--- begin Entries provided ---

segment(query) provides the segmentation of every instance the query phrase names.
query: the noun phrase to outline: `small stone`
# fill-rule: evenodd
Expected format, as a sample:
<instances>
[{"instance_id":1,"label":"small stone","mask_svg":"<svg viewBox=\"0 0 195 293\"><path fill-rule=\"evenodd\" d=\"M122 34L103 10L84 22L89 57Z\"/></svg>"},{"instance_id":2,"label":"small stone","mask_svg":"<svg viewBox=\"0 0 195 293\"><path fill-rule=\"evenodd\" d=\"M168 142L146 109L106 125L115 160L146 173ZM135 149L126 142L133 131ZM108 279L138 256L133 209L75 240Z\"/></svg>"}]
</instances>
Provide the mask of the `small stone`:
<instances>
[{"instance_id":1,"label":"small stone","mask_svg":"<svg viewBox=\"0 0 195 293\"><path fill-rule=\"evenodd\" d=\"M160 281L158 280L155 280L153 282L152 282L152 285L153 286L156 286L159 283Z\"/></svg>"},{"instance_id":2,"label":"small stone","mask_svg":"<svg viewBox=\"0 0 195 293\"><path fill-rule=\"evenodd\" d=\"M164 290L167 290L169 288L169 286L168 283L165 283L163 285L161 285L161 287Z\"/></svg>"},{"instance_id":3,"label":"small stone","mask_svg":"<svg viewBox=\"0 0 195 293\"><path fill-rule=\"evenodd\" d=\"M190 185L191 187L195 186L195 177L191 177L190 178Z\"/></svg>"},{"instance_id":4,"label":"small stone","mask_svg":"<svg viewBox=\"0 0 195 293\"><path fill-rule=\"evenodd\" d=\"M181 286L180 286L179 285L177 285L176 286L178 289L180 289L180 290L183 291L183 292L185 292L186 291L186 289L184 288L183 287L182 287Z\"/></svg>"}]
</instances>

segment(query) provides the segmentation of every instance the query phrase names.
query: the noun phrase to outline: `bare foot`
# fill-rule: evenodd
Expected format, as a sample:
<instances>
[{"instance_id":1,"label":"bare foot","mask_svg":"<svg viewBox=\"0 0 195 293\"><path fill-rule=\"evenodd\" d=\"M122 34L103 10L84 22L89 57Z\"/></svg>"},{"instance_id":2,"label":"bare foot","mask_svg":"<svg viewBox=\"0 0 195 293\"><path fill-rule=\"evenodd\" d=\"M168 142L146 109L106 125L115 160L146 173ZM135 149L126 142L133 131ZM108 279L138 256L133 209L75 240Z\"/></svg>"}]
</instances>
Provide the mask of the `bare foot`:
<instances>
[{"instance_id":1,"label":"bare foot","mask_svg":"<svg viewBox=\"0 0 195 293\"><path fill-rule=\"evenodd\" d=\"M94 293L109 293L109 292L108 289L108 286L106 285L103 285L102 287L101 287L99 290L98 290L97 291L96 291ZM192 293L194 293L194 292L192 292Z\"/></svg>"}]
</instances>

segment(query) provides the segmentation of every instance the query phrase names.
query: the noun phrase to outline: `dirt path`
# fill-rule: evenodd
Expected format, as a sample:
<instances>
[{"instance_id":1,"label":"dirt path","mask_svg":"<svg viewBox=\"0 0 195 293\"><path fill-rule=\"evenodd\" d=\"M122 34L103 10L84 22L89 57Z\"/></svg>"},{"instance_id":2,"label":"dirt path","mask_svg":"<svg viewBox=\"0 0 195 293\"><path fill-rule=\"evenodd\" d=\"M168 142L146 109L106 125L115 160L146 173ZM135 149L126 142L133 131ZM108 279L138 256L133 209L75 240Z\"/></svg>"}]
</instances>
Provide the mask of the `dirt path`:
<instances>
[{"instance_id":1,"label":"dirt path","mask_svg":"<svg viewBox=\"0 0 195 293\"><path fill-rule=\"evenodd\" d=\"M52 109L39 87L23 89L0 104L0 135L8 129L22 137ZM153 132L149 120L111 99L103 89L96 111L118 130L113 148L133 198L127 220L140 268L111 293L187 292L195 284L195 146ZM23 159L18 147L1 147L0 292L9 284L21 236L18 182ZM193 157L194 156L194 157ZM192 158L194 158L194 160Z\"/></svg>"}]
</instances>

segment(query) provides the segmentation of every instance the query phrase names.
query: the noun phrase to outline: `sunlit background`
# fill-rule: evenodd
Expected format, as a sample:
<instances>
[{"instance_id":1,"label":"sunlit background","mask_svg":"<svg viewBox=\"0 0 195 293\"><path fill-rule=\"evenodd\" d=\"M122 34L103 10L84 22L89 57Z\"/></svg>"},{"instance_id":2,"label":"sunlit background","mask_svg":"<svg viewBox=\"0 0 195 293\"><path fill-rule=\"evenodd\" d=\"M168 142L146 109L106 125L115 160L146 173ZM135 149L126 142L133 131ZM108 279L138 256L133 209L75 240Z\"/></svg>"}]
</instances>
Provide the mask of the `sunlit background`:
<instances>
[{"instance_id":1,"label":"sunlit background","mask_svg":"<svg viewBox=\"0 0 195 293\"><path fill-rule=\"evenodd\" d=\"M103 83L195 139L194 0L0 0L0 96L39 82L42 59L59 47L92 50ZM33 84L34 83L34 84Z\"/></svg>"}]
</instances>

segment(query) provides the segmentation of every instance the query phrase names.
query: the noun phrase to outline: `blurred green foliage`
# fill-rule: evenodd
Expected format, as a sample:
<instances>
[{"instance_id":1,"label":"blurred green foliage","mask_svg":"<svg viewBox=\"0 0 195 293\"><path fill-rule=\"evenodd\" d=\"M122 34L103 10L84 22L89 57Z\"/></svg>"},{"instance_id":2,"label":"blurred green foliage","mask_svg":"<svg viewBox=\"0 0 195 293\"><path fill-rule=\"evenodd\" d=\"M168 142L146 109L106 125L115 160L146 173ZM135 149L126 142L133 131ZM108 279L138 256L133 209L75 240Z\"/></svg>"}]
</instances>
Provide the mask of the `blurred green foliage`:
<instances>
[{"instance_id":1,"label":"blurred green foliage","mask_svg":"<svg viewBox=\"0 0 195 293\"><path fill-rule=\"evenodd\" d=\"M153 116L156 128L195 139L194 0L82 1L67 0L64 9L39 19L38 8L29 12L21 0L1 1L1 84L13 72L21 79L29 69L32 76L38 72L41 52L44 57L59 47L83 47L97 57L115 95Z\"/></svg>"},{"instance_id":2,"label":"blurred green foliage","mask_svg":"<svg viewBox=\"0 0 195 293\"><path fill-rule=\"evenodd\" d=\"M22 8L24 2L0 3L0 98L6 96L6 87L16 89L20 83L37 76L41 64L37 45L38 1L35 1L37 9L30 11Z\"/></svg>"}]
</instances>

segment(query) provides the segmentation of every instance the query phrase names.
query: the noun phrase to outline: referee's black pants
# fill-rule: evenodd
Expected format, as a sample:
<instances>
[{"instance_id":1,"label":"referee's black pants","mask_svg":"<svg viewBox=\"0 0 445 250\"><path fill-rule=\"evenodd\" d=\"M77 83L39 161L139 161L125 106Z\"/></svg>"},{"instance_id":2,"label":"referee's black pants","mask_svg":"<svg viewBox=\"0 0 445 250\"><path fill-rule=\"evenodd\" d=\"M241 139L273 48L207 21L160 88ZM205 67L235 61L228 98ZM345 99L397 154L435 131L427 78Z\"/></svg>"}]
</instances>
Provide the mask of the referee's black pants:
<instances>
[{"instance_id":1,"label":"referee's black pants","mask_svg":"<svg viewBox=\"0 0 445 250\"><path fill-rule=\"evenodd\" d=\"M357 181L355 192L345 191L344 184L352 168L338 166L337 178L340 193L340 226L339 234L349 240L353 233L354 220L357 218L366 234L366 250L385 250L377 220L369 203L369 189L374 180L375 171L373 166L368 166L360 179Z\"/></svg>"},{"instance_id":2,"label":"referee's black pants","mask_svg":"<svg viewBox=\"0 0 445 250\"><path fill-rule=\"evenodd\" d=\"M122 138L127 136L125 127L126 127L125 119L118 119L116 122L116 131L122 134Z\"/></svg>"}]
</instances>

--- end Entries provided ---

### Required work
Pull out each line of the items above that contains the string "pants". Matches must have the same capitalization.

### Finished exercise
query: the noun phrase to outline: referee's black pants
[{"instance_id":1,"label":"referee's black pants","mask_svg":"<svg viewBox=\"0 0 445 250\"><path fill-rule=\"evenodd\" d=\"M77 83L39 161L139 161L125 106Z\"/></svg>"},{"instance_id":2,"label":"referee's black pants","mask_svg":"<svg viewBox=\"0 0 445 250\"><path fill-rule=\"evenodd\" d=\"M241 139L273 48L207 21L160 88ZM205 67L235 61L228 98ZM345 99L397 154L435 131L427 78Z\"/></svg>"}]
Provide the mask of the referee's black pants:
[{"instance_id":1,"label":"referee's black pants","mask_svg":"<svg viewBox=\"0 0 445 250\"><path fill-rule=\"evenodd\" d=\"M357 181L355 192L345 191L344 184L352 168L338 166L337 178L340 193L340 226L339 234L349 240L353 233L354 220L357 218L366 234L366 250L385 250L377 220L369 203L369 189L374 180L375 171L373 166L368 166L360 179Z\"/></svg>"},{"instance_id":2,"label":"referee's black pants","mask_svg":"<svg viewBox=\"0 0 445 250\"><path fill-rule=\"evenodd\" d=\"M122 138L127 136L125 127L126 127L125 119L118 119L116 122L116 131L122 134Z\"/></svg>"}]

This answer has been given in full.